Dataset excerpt
.....

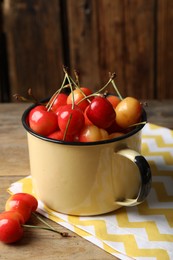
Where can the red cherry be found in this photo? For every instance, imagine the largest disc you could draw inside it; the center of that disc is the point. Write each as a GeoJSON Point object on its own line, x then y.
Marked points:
{"type": "Point", "coordinates": [60, 100]}
{"type": "Point", "coordinates": [59, 135]}
{"type": "Point", "coordinates": [41, 121]}
{"type": "Point", "coordinates": [78, 96]}
{"type": "Point", "coordinates": [92, 133]}
{"type": "Point", "coordinates": [70, 119]}
{"type": "Point", "coordinates": [23, 203]}
{"type": "Point", "coordinates": [100, 112]}
{"type": "Point", "coordinates": [11, 229]}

.....

Please rewrite the entries above as a Markdown table with the columns Row and Line, one row per nonblank line. Leave the pictures out.

| Row | Line |
|---|---|
| 1 | Where can the red cherry be found in this photo? For every instance, imagine the largest disc you could draw inside it; the center of that disc is the point. Write each as a GeoJSON Point object on its own line, x then y. |
| 2 | Marked points: |
| 3 | {"type": "Point", "coordinates": [60, 100]} |
| 4 | {"type": "Point", "coordinates": [59, 135]} |
| 5 | {"type": "Point", "coordinates": [41, 121]} |
| 6 | {"type": "Point", "coordinates": [78, 96]} |
| 7 | {"type": "Point", "coordinates": [92, 133]} |
| 8 | {"type": "Point", "coordinates": [70, 119]} |
| 9 | {"type": "Point", "coordinates": [23, 203]} |
| 10 | {"type": "Point", "coordinates": [100, 112]} |
| 11 | {"type": "Point", "coordinates": [11, 229]} |